Nos demais trechos da ferrovia,
a situação também parece estar avançando. O governo espera leiloar no primeiro
trimestre de 2018 um pedaço de 1 537 quilômetros que já está quase pronto entre
Porto Nacional e Estrela d’Oeste, em São Paulo — faltam 10% das obras entre
Ouro Verde, em Goiás, e a cidade paulista. Para seguir em frente na concessão,
foi enterrado de vez o modelo que estava sendo adotado por Dilma Rousseff no
setor.
Segundo as regras antigas, a
estatal Valec, que até então apenas contratava as empreiteiras para construir
as ferrovias, seria responsável por operar a infraestrutura. Ela venderia uma
capacidade de transporte para os donos da carga, enquanto operadores
independentes poderiam fazer o serviço para esses clientes. “Esse modelo
pareceu uma tentativa de regular o mercado por uma estatal: ela teria um poder
extremo para fazer as negociações de capacidade com o setor privado e de
maneira não muito transparente”, diz o advogado Rafael Garofano, consultor jurídico
do Movimento Brasil Competitivo.
No modelo novo, a concessão será
feita para uma empresa privada, que terá direito de passagem em outras
ferrovias, uma vez que o pedaço a ser leiloado não tem acesso direto a portos.

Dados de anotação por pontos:
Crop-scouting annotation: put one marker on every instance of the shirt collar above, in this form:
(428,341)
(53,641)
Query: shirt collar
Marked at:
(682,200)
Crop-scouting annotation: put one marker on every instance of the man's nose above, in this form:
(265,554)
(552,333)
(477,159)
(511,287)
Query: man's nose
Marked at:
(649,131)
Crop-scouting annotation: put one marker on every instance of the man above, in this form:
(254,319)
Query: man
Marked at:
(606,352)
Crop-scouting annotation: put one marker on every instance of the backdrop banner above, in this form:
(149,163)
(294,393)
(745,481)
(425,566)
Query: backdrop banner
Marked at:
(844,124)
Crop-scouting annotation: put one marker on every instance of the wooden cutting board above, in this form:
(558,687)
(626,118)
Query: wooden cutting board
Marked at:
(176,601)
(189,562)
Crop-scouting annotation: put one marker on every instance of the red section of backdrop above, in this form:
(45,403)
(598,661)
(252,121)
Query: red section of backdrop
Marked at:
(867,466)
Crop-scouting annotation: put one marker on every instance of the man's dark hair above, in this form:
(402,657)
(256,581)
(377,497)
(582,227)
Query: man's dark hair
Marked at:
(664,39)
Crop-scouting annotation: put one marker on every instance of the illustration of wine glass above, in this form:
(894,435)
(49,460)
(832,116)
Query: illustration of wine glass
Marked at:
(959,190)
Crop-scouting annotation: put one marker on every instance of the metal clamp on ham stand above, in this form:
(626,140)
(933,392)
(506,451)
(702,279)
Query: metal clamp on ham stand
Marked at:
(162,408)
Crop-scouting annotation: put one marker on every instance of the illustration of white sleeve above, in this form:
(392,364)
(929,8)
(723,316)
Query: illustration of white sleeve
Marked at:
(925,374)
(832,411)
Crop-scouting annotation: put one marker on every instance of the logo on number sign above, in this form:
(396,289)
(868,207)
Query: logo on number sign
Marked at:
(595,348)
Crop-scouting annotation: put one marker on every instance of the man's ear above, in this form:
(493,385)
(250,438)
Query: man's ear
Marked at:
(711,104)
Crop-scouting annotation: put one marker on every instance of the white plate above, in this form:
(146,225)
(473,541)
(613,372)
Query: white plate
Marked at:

• SOLICITAÇÕES:
1: Repita o trecho do texto sobre a ferrovia entre "Segundo as regras" e "direto a portos.", inclusive.
2: Segundo o texto sobre a ferrovia, qual é a extensão do trecho que o governo espera leiloar no primeiro trimestre de 2018?
3: Reescreva de forma mais concisa o parágrafo do texto sobre a ferrovia que começa com "Segundo as regras antigas", preservando seus fatos principais.

• RESPOSTAS ESCRITAS:
1:
Segundo as regras antigas, a
estatal Valec, que até então apenas contratava as empreiteiras para construir
as ferrovias, seria responsável por operar a infraestrutura. Ela venderia uma
capacidade de transporte para os donos da carga, enquanto operadores
independentes poderiam fazer o serviço para esses clientes. “Esse modelo
pareceu uma tentativa de regular o mercado por uma estatal: ela teria um poder
extremo para fazer as negociações de capacidade com o setor privado e de
maneira não muito transparente”, diz o advogado Rafael Garofano, consultor jurídico
do Movimento Brasil Competitivo.
No modelo novo, a concessão será
feita para uma empresa privada, que terá direito de passagem em outras
ferrovias, uma vez que o pedaço a ser leiloado não tem acesso direto a portos.

2: 1 537 quilômetros.

3: Pelas regras antigas, a estatal Valec, que até então apenas contratava empreiteiras para construir ferrovias, operaria a infraestrutura. Ela venderia capacidade de transporte aos donos da carga, e operadores independentes prestariam o serviço a esses clientes. Para o advogado Rafael Garofano, consultor jurídico do Movimento Brasil Competitivo, o modelo parecia uma tentativa de regular o mercado por meio de uma estatal. Segundo ele, a estatal teria poder extremo nas negociações de capacidade com o setor privado, conduzidas de maneira pouco transparente.